[Records from a data collection]
§ §

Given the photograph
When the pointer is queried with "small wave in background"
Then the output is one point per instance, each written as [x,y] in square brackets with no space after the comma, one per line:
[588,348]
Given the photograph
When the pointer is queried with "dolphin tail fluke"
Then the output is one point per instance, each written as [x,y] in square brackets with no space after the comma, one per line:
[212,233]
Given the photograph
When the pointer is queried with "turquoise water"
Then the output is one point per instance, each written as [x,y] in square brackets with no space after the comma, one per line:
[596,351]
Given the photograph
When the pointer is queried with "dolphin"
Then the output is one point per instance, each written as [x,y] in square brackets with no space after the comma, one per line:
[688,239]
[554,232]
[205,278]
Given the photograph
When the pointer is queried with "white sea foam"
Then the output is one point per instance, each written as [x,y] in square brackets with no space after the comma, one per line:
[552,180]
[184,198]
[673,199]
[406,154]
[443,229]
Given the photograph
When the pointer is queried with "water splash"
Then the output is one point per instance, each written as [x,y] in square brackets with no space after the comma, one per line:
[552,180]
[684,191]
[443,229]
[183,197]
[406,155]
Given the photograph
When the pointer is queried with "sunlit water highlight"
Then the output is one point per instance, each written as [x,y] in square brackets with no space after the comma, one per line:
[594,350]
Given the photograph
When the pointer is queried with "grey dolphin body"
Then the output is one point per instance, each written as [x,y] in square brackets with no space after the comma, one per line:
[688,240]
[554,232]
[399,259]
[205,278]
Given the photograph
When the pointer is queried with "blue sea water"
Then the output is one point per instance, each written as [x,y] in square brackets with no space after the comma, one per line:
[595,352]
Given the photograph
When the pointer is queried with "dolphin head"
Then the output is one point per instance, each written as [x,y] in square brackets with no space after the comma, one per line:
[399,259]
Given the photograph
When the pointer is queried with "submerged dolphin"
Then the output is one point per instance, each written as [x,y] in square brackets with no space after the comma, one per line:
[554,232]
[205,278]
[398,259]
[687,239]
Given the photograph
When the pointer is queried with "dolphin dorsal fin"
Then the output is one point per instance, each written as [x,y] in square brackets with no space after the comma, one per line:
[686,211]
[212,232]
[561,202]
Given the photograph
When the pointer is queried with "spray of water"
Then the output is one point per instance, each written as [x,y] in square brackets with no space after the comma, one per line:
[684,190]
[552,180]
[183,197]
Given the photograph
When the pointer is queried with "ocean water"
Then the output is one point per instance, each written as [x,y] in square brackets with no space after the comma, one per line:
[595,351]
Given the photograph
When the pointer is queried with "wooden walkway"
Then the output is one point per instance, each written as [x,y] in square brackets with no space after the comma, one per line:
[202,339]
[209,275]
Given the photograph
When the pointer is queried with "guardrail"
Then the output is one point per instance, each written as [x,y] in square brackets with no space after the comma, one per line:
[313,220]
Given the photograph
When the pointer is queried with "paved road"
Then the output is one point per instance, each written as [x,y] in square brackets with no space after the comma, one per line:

§ §

§ **Goal**: All of the data needs to be printed once more, exactly.

§ **Task answer**:
Given the photograph
When the pointer is queried with "small wave in background"
Then the output is one point per instance, each written as [x,y] in square brackets with no space after the comma, one per line:
[588,348]
Given the photograph
When the pointer is queried with "dolphin tail fluke"
Then the output is one point per instance, each written as [x,y] in square brackets with no space after the comma, one per line:
[212,233]
Given the photograph
When the pointer is queried with "turquoise water"
Then the output is one point per instance, each written as [x,y] in square brackets with no space after the comma, one per line:
[596,351]
Given the photograph
When the pointer is queried with "dolphin"
Then the output is one point per instance, each written as [x,y] in square brackets with no space after the comma, one per line:
[688,239]
[554,232]
[205,278]
Given the photograph
When the pointer is queried with "white sea foam"
Then the output is one point per instance, each written as [x,y] in square brackets with no space after the comma, one per line:
[552,180]
[184,198]
[673,199]
[406,154]
[443,229]
Given the photograph
When the pointer is queried with "water splash"
Then the output is one point per instance, each written as [x,y] in square brackets with no space after the comma, one per line:
[552,180]
[684,191]
[443,229]
[183,197]
[406,155]
Given the photograph
When the pointer is queried with "sunlit water highlight"
Then the output is one point per instance, each written as [x,y] in square brackets with no space after the comma, one per line:
[594,350]
Given the photograph
When the pointer is queried with "grey dolphin body"
Then the output is one point per instance, each written as [x,y] in square brackets with no space after the comma, one per line:
[688,240]
[554,232]
[399,259]
[205,278]
Given the photograph
When the pointer is queried with "blue sea water"
Then the output is one point per instance, each written as [x,y] in square brackets with no space after the comma, one per line:
[595,352]
Given the photograph
When the pointer is queried with "dolphin head"
Then the output is one point per instance, each written as [x,y] in square brackets with no space after the comma, one per line:
[399,259]
Given the photograph
When the pointer is queried with "submerged dolphin"
Then the output is one point per instance, each written as [x,y] in square brackets with no space after the comma, one per line:
[554,232]
[205,278]
[398,259]
[687,239]
Given the photograph
When the pointer is queried with "dolphin dorsal fin"
Then the output is one point per instance, each written as [x,y] in square brackets with no space after the comma, one per line:
[686,211]
[212,232]
[561,202]
Given the photograph
When the pointer is queried with "spray of water"
Then the output is one point per instance, each written as [x,y] in square brackets with no space after the comma, one per line:
[684,190]
[552,180]
[183,197]
Given the photograph
When the pointer is queried with "ocean water"
Then the output is one point per instance, each written as [x,y] in square brackets with no space after the comma, one per line:
[595,351]
Given the photograph
When the pointer is queried with "wooden walkway"
Then the output is one point per instance, each written as [x,y] in square brackets with no space after the comma, one per line:
[202,339]
[209,275]
Given the photograph
When the pointer is queried with "guardrail"
Then the output is one point per instance, each written as [x,y] in square brackets with no space after the comma, one per line:
[313,220]
Given the photograph
When the pointer is queried with "paved road"
Then the output is one point per instance, each written as [x,y] in square brackets with no space after the comma, one per line:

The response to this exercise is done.